Available records:
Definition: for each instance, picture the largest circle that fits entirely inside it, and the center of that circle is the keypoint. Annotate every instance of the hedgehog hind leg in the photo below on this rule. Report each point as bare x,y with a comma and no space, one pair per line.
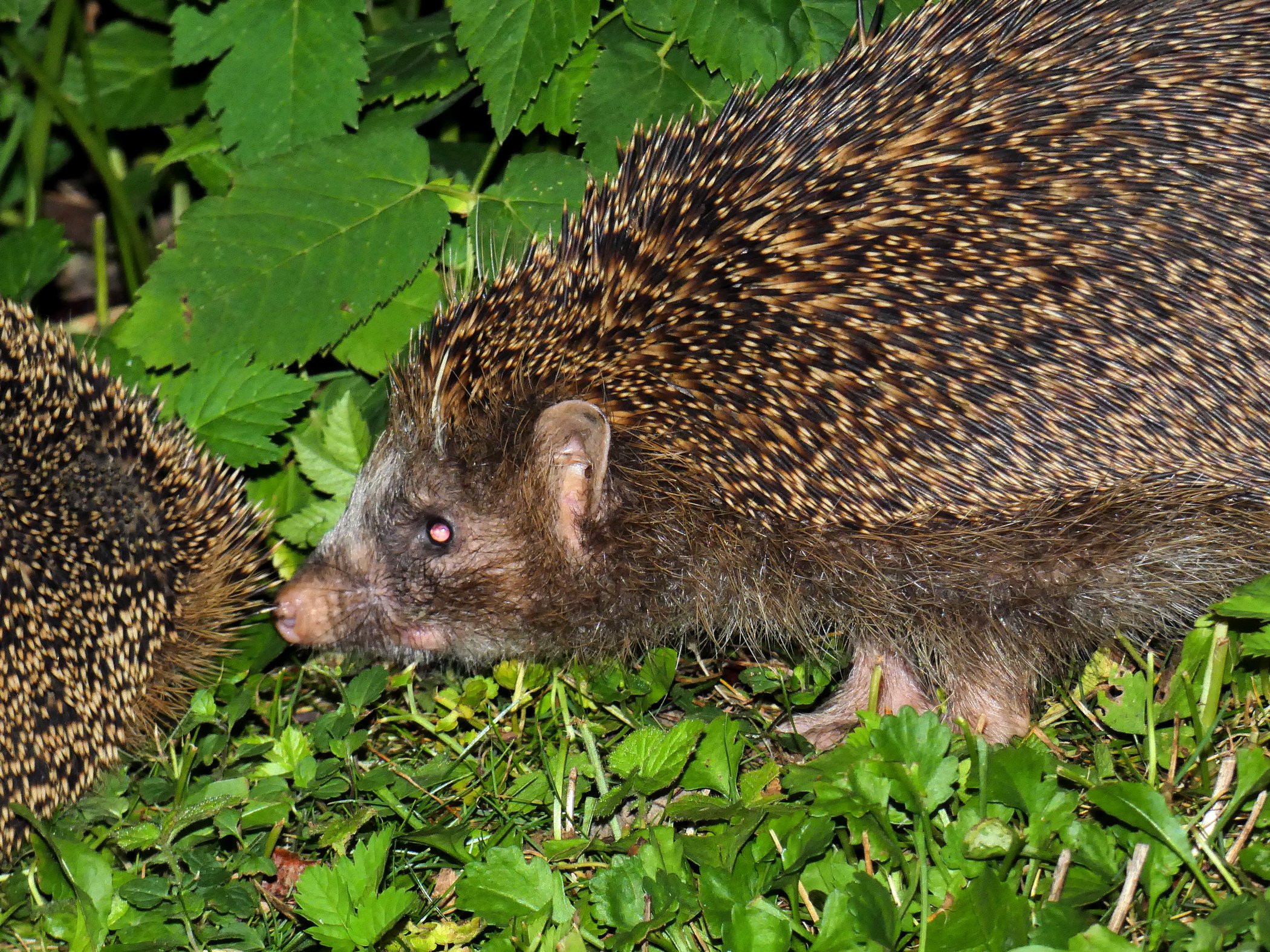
898,687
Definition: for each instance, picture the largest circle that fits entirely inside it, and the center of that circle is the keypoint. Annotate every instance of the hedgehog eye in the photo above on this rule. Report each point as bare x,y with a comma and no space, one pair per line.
440,532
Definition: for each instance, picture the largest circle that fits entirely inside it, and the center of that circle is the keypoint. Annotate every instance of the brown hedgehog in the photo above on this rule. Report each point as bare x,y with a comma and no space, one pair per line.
954,348
128,557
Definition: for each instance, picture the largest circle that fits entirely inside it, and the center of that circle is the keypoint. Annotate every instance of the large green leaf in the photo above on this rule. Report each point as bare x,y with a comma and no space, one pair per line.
415,59
527,202
513,45
633,84
236,407
132,69
301,249
291,74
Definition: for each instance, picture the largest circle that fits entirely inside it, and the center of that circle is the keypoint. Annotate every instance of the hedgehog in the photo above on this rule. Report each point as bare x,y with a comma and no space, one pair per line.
945,358
129,559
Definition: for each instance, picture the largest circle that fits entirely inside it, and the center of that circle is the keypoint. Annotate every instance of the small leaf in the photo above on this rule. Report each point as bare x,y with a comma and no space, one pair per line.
513,45
757,927
717,760
1144,809
529,201
31,258
135,85
504,886
653,758
313,522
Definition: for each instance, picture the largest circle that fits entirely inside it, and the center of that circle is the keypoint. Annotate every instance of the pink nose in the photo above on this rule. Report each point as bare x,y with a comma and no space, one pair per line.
302,614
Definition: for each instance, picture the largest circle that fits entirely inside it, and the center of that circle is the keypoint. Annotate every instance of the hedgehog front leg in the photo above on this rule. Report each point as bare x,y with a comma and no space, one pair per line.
899,686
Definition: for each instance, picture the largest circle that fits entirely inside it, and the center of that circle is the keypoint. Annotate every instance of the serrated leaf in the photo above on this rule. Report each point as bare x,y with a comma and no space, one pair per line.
318,466
373,346
304,247
741,40
157,10
504,886
135,85
345,436
236,407
291,74
630,85
555,106
313,522
652,758
717,760
31,258
512,45
415,59
529,201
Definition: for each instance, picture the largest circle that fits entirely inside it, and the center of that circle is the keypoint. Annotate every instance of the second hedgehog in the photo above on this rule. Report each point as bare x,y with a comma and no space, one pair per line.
953,348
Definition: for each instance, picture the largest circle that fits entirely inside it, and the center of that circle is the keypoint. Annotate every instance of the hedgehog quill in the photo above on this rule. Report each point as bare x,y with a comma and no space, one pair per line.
129,556
953,348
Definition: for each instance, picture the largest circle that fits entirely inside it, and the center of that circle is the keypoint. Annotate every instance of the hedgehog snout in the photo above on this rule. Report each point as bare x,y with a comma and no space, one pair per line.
308,607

Your instructions: From the line containing "of the second" through the final line of the listing above, retype every line exactly; leave out everything else.

Answer for the task:
Definition: for each instance, picture the largest circle that fits entirely inside it, and the center of that circle is the keypoint. Annotate every instance of the second hedgehog in the photo above on this rule. Report each point as bare x,y with a comma and no space, one pair per line.
953,348
Definition: for each instance, picture the largest circle that fits entirely inside it, and the center of that circle is the keypoint. Annotate every instance of the hedgehog quill in the photo above on this rule. Report each point as bare x,y with a comma and no space, one pair per line.
129,556
953,348
Definition: for each instance, picture the largest circle that fits entirely inside it, and the center of that circle is the keypoint. Annotate every instance of the hedgehog snout in the photo above on this rule. Report each point as bare x,y with a comma and no space, one pair per line.
308,607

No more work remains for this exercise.